Set each entry down verbatim, omitting images.
— BEGIN —
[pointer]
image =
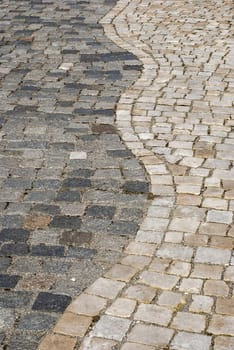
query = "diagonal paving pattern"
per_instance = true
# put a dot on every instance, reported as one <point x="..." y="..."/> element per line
<point x="174" y="287"/>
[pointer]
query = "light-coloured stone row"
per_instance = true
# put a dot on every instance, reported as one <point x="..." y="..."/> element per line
<point x="173" y="288"/>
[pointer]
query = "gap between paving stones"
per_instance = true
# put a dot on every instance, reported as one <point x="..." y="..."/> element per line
<point x="192" y="272"/>
<point x="71" y="194"/>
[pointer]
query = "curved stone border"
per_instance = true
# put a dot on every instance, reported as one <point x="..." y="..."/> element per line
<point x="139" y="277"/>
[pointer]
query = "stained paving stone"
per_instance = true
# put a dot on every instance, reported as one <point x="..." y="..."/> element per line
<point x="63" y="103"/>
<point x="51" y="302"/>
<point x="36" y="322"/>
<point x="8" y="281"/>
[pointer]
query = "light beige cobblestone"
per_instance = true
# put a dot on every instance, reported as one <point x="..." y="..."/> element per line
<point x="177" y="119"/>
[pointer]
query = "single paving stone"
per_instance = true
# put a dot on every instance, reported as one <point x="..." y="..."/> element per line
<point x="14" y="299"/>
<point x="23" y="340"/>
<point x="212" y="256"/>
<point x="224" y="343"/>
<point x="97" y="344"/>
<point x="57" y="342"/>
<point x="67" y="222"/>
<point x="81" y="253"/>
<point x="150" y="335"/>
<point x="12" y="221"/>
<point x="10" y="249"/>
<point x="5" y="262"/>
<point x="47" y="209"/>
<point x="45" y="250"/>
<point x="221" y="325"/>
<point x="72" y="324"/>
<point x="7" y="319"/>
<point x="119" y="153"/>
<point x="35" y="221"/>
<point x="9" y="281"/>
<point x="51" y="302"/>
<point x="68" y="196"/>
<point x="111" y="327"/>
<point x="86" y="304"/>
<point x="101" y="212"/>
<point x="189" y="322"/>
<point x="225" y="306"/>
<point x="191" y="341"/>
<point x="76" y="182"/>
<point x="123" y="228"/>
<point x="153" y="314"/>
<point x="103" y="129"/>
<point x="36" y="322"/>
<point x="75" y="238"/>
<point x="136" y="187"/>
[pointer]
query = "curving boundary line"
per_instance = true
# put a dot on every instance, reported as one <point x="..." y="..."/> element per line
<point x="114" y="296"/>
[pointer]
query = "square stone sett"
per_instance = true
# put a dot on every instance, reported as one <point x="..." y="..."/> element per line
<point x="89" y="305"/>
<point x="153" y="314"/>
<point x="14" y="234"/>
<point x="150" y="335"/>
<point x="229" y="274"/>
<point x="180" y="268"/>
<point x="138" y="261"/>
<point x="225" y="306"/>
<point x="154" y="224"/>
<point x="23" y="340"/>
<point x="175" y="251"/>
<point x="95" y="343"/>
<point x="224" y="343"/>
<point x="191" y="285"/>
<point x="149" y="237"/>
<point x="219" y="216"/>
<point x="135" y="346"/>
<point x="101" y="212"/>
<point x="121" y="307"/>
<point x="188" y="199"/>
<point x="212" y="256"/>
<point x="140" y="293"/>
<point x="72" y="324"/>
<point x="221" y="325"/>
<point x="57" y="342"/>
<point x="15" y="299"/>
<point x="140" y="248"/>
<point x="190" y="341"/>
<point x="201" y="303"/>
<point x="187" y="321"/>
<point x="51" y="302"/>
<point x="8" y="281"/>
<point x="216" y="288"/>
<point x="206" y="271"/>
<point x="7" y="317"/>
<point x="159" y="265"/>
<point x="174" y="237"/>
<point x="158" y="280"/>
<point x="36" y="322"/>
<point x="110" y="327"/>
<point x="105" y="288"/>
<point x="222" y="242"/>
<point x="184" y="225"/>
<point x="171" y="299"/>
<point x="121" y="273"/>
— END —
Result for this exercise ▸
[pointer]
image =
query = "diagonal paving pattern"
per_instance = true
# put a dot on every instance, reported as one <point x="..." y="..."/> element per line
<point x="174" y="287"/>
[pointer]
query = "light-coloured stone row"
per_instance = true
# put a dot on every instance, reported as one <point x="..." y="..."/> element per line
<point x="173" y="288"/>
[pointer]
query = "gap between paving stones"
per_instance = true
# put a dot on every instance, reported as one <point x="..." y="..."/> element per line
<point x="192" y="272"/>
<point x="71" y="194"/>
[pointer]
query = "curved stone border"
per_instance = true
# put a dot on every instance, reported as one <point x="..." y="..."/> element per line
<point x="139" y="277"/>
[pointer]
query = "stained paving stone"
per_instance = true
# put a dot on every instance, reported as one <point x="..." y="..."/> element per line
<point x="63" y="103"/>
<point x="51" y="302"/>
<point x="36" y="322"/>
<point x="8" y="281"/>
[pointer]
query = "light beige cobblestone"
per_instance = true
# put a dot on every instance, reported as one <point x="..." y="..."/> element per line
<point x="177" y="119"/>
[pointer]
query = "single paving stone"
per_instance = true
# put a dot on every instance, reported as one <point x="..." y="..."/> element per line
<point x="14" y="299"/>
<point x="23" y="340"/>
<point x="212" y="256"/>
<point x="224" y="343"/>
<point x="97" y="344"/>
<point x="57" y="342"/>
<point x="67" y="222"/>
<point x="81" y="253"/>
<point x="150" y="335"/>
<point x="12" y="221"/>
<point x="10" y="249"/>
<point x="5" y="262"/>
<point x="47" y="209"/>
<point x="45" y="250"/>
<point x="221" y="325"/>
<point x="72" y="324"/>
<point x="7" y="319"/>
<point x="119" y="153"/>
<point x="35" y="221"/>
<point x="9" y="281"/>
<point x="51" y="302"/>
<point x="68" y="196"/>
<point x="111" y="327"/>
<point x="86" y="304"/>
<point x="101" y="212"/>
<point x="189" y="322"/>
<point x="225" y="306"/>
<point x="191" y="341"/>
<point x="76" y="182"/>
<point x="123" y="228"/>
<point x="153" y="314"/>
<point x="103" y="129"/>
<point x="36" y="322"/>
<point x="75" y="238"/>
<point x="136" y="187"/>
[pointer]
query = "curving boundary line"
per_instance = true
# put a dot on every instance, reported as one <point x="..." y="..."/> element per line
<point x="114" y="296"/>
[pointer]
query = "square stone sett"
per_instance = true
# put a dot on every instance, reported as one <point x="..." y="..."/> element per line
<point x="89" y="305"/>
<point x="153" y="314"/>
<point x="14" y="234"/>
<point x="150" y="335"/>
<point x="229" y="274"/>
<point x="180" y="268"/>
<point x="138" y="261"/>
<point x="225" y="306"/>
<point x="154" y="224"/>
<point x="23" y="340"/>
<point x="175" y="251"/>
<point x="95" y="343"/>
<point x="224" y="343"/>
<point x="191" y="285"/>
<point x="149" y="237"/>
<point x="219" y="216"/>
<point x="135" y="346"/>
<point x="101" y="212"/>
<point x="121" y="307"/>
<point x="188" y="199"/>
<point x="212" y="256"/>
<point x="140" y="293"/>
<point x="72" y="324"/>
<point x="221" y="325"/>
<point x="57" y="342"/>
<point x="15" y="299"/>
<point x="140" y="248"/>
<point x="190" y="341"/>
<point x="201" y="303"/>
<point x="187" y="321"/>
<point x="51" y="302"/>
<point x="8" y="281"/>
<point x="216" y="288"/>
<point x="206" y="271"/>
<point x="7" y="317"/>
<point x="159" y="265"/>
<point x="174" y="237"/>
<point x="158" y="280"/>
<point x="36" y="322"/>
<point x="110" y="327"/>
<point x="105" y="288"/>
<point x="222" y="242"/>
<point x="184" y="225"/>
<point x="171" y="299"/>
<point x="121" y="273"/>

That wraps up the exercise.